INSTRUCTION A: Count the lines in the rows below that contain the string "ymax", and reply with the number alone.

EXCERPTED PASSAGE:

——

It takes about five hours to drive from Düsseldorf to Hamburg on the Autobahn. During that stretch, you can listen to Kraftwerk’s album Autobahn seven times — or if you prefer, you can loop its eponymous opening song thirteen times. For it was “Autobahn,” more so than Autobahn, that changed the sound of music around the world in ways we still hear today. “Germany was suddenly on the musical map,” writes the Guardian’s Tim Jonze. “David Bowie – who used to ride the autobahn while listening to the record – moved to Berlin and went on to make the electronically influenced Low, “Heroes” and Lodger. Brian Eno relocated to the rural village of Forst to record with the influential avant-garde band Harmonia.” Soon would come the electronic pop of Ultravox, DAF and the Eurythmics, followed by Donna Summer and Giorgio Moroder’s floodgate-opening “I Feel Love”.

——

PROVIDED DATA:
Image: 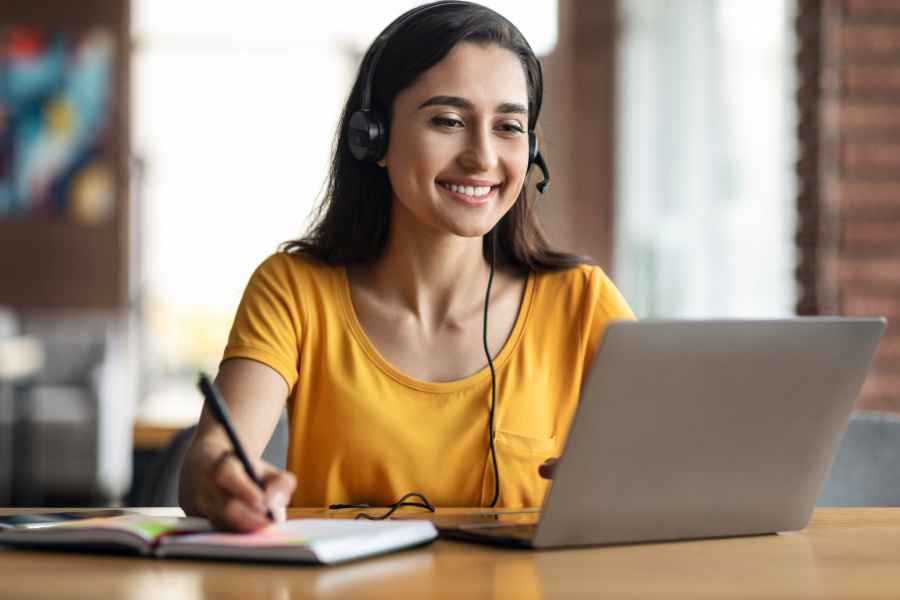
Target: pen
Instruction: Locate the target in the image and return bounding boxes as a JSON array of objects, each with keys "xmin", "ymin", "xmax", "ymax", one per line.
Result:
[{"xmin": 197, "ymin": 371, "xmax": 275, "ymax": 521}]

——

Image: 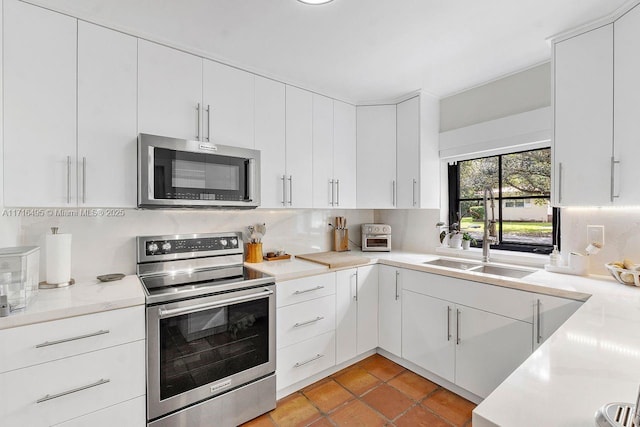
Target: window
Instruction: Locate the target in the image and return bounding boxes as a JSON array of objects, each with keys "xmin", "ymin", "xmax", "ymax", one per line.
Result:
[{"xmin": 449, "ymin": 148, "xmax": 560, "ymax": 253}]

——

INSTRUCTION B: Write what comes next in the passage above on Kraftwerk's "Autobahn," picking up after its final sentence.

WRITTEN REPLY A: 4

WRITTEN REPLY B:
Not a bad pop-cultural coup for, as Jonze puts it, “a 22-minute 43-second song about the German road network.” At the time of its release in early 1975, Kraftwerk had put out three full albums, but what would become their signature Teutonic-electronic sound hadn’t quite taken shape. But it was already clear that their work took its inspiration from twentieth-century modernity, a subject of which no single work of man in their homeland could have been more evocative than the Autobahn.
With its origins in the Weimar Republic and its long stretches without a speed limit, the German freeway network is internationally regarded as a concrete symbol of total personal freedom, and total personal responsibility, within a highly rule-respecting culture. To the young members of Kraftwerk, who often drove the Düsseldorf-Hamburg section, it held out the promise of freedom.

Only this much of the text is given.